--- WHAT THIS TASK INVOLVES ---
Pick up the forum thread below about the Knicks draft and continue it from its last line.

┌─ READING PASSAGE

I just don't want another PF at this time. I would much rather have Splitter, at least from what I have read. He is aggressive, long, and tall, and can play the 5. I also differ from you in that I am not a Marbury fan. I could be converted, i suppose, but the guy just doesn't win...and hasn't since HS. What bothers me most about him is his lack of "onions" (with apologies to Bill Raffery). He never takes the shot at the end...he passes...usually badly at that time. He will score 20 in a row to get the team back in it but there is nothing to lose at that time. When its time to put it on the line...he won't. I would like to give Ariza a real shot at the 3 next year and play JC at the point. He had some stellar times there while resting Marbury. So in that scenario we need a 2. I prefer Artest but don't know if he could be had. If Splitter is gone, I'll take Green to work at the 2 or 3. I would also give the other HS kid a look...both guys can really shoot it and have good size. So......center first, if he is a good one. I might try to get one of the Bobcats picks or trade down to get both. Frye I like, but not with an 8 and he'll be gone by 30. As I said, I also like Splitter. Pf is just way down my list unless the guy is a real stud...and Taft is not.


----------



## knicksfan (Jan 4, 2003)

*Re: Tap...*

This is simple

8 get green 
30 get blatche 
2nd rnd get Louis Williams OR Julius Hodge whichever one you like more

PG- Crawfrod Marbury
SG- Marbury Ariza
SF- Green Ariza
PF- Sweetney Rose
C- Kurt Blatche 

I like that


----------



## Biggestfanoftheknicks (Apr 14, 2005)

└─
┌─ ENTRIES PROVIDED

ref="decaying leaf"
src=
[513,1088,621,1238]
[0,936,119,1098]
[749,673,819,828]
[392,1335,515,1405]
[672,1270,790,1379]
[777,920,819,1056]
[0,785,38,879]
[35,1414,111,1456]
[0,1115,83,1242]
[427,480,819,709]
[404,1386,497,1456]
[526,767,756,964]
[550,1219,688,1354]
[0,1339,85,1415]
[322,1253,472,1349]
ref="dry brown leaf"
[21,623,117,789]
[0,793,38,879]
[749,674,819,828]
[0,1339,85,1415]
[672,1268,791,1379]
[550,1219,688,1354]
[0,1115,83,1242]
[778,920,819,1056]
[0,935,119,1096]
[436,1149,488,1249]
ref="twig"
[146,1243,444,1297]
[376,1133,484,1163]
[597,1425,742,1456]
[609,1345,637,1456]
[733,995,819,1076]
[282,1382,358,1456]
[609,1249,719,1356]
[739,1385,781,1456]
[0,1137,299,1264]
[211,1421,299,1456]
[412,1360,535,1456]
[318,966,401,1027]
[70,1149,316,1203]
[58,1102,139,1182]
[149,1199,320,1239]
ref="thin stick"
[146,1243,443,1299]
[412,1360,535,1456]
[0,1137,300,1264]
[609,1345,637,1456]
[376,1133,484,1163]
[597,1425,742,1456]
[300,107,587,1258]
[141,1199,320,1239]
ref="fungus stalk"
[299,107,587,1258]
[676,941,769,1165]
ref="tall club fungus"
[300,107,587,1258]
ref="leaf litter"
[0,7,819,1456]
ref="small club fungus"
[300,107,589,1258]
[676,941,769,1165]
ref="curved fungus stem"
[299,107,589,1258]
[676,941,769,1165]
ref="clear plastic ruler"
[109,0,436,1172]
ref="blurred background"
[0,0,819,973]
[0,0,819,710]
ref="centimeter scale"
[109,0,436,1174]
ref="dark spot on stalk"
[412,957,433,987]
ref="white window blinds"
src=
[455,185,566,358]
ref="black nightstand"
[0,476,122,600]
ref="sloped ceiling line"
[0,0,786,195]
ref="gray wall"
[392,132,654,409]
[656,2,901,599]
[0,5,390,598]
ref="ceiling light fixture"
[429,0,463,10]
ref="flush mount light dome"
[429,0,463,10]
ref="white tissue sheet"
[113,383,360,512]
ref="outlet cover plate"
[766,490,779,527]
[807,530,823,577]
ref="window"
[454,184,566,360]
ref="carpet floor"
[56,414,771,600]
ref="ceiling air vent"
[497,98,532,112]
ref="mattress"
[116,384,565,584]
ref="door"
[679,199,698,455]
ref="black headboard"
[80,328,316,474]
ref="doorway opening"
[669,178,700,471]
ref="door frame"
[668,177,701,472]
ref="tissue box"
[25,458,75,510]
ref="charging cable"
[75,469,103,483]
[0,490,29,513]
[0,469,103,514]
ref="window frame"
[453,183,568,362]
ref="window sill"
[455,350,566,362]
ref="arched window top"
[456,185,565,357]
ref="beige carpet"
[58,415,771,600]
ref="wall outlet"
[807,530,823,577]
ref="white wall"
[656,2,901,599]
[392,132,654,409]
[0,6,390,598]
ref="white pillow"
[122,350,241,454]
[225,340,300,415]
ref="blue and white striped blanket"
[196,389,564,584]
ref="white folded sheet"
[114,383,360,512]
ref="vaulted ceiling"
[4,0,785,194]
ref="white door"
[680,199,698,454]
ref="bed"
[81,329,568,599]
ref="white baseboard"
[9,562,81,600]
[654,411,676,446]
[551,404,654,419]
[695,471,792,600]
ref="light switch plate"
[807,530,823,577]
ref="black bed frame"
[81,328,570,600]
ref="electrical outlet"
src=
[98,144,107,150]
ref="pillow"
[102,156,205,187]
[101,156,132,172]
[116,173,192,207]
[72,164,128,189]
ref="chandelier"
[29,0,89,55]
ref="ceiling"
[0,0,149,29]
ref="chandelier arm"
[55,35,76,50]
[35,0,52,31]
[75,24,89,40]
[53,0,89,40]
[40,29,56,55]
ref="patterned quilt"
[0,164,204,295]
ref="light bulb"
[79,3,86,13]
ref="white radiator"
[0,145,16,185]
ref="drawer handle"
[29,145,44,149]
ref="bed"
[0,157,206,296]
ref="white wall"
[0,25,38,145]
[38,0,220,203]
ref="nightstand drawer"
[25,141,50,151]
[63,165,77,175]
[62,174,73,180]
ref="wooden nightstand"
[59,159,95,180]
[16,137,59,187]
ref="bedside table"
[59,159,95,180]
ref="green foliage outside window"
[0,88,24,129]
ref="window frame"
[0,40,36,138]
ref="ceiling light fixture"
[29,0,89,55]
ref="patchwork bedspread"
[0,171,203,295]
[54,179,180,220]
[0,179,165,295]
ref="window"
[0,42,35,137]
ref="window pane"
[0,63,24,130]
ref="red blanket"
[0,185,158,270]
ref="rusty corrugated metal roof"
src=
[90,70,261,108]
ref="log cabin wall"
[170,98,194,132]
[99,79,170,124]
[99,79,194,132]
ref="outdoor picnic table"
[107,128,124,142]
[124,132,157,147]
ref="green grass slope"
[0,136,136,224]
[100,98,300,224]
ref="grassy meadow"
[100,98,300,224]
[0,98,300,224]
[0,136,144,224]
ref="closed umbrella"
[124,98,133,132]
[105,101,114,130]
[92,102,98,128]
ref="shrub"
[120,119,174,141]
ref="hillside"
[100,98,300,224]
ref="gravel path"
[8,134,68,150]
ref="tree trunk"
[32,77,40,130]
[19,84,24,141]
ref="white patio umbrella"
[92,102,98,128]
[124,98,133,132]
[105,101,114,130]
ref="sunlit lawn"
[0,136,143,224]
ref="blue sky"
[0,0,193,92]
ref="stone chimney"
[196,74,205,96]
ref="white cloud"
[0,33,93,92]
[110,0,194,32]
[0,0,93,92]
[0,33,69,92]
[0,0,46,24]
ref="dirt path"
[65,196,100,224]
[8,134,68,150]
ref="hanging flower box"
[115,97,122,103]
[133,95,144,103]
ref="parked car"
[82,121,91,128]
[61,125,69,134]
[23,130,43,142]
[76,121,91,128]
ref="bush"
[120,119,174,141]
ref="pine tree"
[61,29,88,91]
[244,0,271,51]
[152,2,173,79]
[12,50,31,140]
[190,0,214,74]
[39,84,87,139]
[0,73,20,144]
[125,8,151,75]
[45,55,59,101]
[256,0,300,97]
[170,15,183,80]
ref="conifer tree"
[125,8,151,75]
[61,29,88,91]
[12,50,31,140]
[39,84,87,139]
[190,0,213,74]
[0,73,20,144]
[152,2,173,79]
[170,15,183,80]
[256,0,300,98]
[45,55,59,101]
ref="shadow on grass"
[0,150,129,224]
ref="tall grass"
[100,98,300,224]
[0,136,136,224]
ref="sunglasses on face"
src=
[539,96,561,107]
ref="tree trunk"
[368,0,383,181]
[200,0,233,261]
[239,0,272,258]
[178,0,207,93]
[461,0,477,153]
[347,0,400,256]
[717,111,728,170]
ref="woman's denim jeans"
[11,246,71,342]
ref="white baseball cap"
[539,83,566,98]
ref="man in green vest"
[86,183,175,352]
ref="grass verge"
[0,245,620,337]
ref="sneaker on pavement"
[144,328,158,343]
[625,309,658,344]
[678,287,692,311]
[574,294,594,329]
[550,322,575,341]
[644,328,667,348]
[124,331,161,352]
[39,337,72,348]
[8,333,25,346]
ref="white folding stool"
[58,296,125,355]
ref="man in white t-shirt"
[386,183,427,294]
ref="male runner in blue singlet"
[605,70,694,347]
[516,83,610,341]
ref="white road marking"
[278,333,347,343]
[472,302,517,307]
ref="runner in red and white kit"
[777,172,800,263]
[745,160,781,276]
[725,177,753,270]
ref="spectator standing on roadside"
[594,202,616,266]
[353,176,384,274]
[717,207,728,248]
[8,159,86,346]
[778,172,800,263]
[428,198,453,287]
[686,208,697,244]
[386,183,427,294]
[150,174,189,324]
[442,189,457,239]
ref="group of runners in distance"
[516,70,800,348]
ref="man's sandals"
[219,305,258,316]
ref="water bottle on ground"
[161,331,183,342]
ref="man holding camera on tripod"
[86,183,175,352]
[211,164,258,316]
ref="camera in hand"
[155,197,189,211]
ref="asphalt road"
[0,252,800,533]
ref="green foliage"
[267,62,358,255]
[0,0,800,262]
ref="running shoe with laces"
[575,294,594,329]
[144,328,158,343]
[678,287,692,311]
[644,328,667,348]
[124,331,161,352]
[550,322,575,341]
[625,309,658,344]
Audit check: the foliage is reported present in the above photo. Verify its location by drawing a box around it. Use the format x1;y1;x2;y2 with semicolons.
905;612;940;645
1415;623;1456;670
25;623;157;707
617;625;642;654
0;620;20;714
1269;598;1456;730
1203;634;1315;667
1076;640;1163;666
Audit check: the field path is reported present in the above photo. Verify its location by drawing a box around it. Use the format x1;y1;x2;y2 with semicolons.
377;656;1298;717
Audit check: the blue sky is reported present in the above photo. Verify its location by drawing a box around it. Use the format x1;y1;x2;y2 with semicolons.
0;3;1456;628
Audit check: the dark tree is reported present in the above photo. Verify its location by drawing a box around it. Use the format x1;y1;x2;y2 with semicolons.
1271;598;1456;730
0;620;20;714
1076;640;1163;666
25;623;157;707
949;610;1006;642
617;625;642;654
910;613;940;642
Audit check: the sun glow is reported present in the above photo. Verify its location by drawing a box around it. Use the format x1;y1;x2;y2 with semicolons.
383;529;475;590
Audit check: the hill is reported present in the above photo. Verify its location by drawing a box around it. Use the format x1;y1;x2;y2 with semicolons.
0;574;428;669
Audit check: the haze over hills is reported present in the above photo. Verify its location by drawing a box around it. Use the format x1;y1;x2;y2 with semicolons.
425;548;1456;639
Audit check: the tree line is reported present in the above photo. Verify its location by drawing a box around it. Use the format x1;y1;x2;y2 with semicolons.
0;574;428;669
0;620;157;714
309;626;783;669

└─

--- RESULT FOR THIS EXERCISE ---
Anyone care to touch on whatever behavior problems Green was having because I haven't seen it mentioned. As it stands we could use an upgrade or change at nearly every position. The bottom line with Taft is that he wasn't motivated, also alpha touched on something really important, the guy doesn't block shots. We need someone to that in the front court. Plain and simple.

Again, Greene is awesome, like alpha said a 6'8 220 guy not being NBA ready is a bit shakey. If JC can be in this league so can he. Nobody though Childress had an NBA body but he seems to be doing fine. That really should end all speculation right there. One guy wants to play and one guy doesn't since we aren't nearly talented enough to be focusing on position I don't see what the commotion is about.

Oh and tap you said uh Flores I think, let me counter with Brian Skinner.


----------



## Tapseer (Jun 13, 2002)

*Re: Tap...*

Listen, if Chris Taft would have played well this season, he would have been hands down a consensus No. 1 pick. The dude got lazy, you are going to condenm him for that? What 20 year doesn't get lazy now and then? Potential wise, Taft is just as talented as Green, plus he will pay off now AND later. I'm taking him at 8. You are going to pass him up for a lazy season, not an untalented one, you're crazy. You can keep your undersized team. I'm not claiming it and I hope IT doesn't claim it either. If Taft would have played to even half of his ability, we wouldn't be able to get him unless we had a top 2 pick. It's fortunate that his stack has dropped to where we can get him. I like Tiago Splitter too, but I'm convinced that Taft is the way to go.


----------



## alphadog (Jan 2, 2004)

*Great thread...thanks guys*

Finally some real discussion. Taft got lazy, and yes, I condemn him for that. Let me ask you this: If you know you are going pro and have to impress the scouts with your season...and you come out and play lazy..what does that say about you? The most important season of your young career and you can't get motivated? Its the same as a guy playing in his option year and not putting out effort. Those guys always put up numbers. Concerned about his ticker? You bet. Finally, Greene does not have attitude problems..he has not always played hard, but he has not had to...he dominates. Tough to always get motivated when you play well without it. Not the same situation as Taft at all.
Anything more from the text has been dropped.